__Text provided__.
========

Hello everyone! This is the second part of a series of articles that I will be writing about the sensitive subject of living with the realities of having a mental illness. As I mentioned in part one of this series, there are many diverse types of mental illnesses which include bi polar, schizophrenia, clinical depression, Borderline Personality Disorder, Dissociative Identity Disorder (formerly known as Multiple Personality Disorder), and autism. It is my hope and prayer that the information that I will be sharing will help educate church members and their leaders (regardless of faith, denomination, or affiliation) about how they can recognize a person with a mental illness, and some of the things that they can do to help that person cope with his or her struggle.
Life is a Reality, Not an Illusion
I am a convert to The Church of Jesus Christ of Latter-day Saints. I was baptized almost four years ago, on 26 March 2011. When I first met the missionaries and began taking the gospel discussions, I was living in a group home and dealing with many personal issues. I somehow had the preconceived idea that if I got baptized and became a member of the Church, I would be really spiritual, and all the issues that I was dealing with at the time would simply disappear.

========

__What you will do__.
Answer these from the article on living with mental illness:
(a) What condition does the article say was formerly known as Multiple Personality Disorder?
(b) On what date was the writer baptized?
(c) Where was the writer living when first meeting the missionaries?

__Data__.
========

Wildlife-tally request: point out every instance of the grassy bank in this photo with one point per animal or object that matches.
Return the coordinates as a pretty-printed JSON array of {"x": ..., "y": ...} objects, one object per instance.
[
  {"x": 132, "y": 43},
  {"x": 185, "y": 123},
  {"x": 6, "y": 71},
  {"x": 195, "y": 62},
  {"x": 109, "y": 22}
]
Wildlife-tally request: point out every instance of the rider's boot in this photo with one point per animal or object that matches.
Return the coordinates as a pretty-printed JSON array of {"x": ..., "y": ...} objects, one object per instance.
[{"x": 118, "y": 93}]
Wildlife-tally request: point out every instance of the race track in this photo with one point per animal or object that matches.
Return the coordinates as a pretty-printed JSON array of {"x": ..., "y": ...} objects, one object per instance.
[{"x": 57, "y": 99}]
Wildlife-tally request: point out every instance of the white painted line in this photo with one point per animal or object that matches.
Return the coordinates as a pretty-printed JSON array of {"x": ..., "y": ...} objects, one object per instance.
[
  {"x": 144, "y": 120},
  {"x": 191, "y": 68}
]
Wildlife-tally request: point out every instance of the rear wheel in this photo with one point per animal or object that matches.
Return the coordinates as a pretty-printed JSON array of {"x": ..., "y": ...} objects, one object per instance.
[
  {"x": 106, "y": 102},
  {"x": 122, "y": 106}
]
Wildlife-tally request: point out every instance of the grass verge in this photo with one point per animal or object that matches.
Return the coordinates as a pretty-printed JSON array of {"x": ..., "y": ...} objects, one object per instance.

========

__Finished task__.
(a) Dissociative Identity Disorder
(b) 26 March 2011
(c) In a group home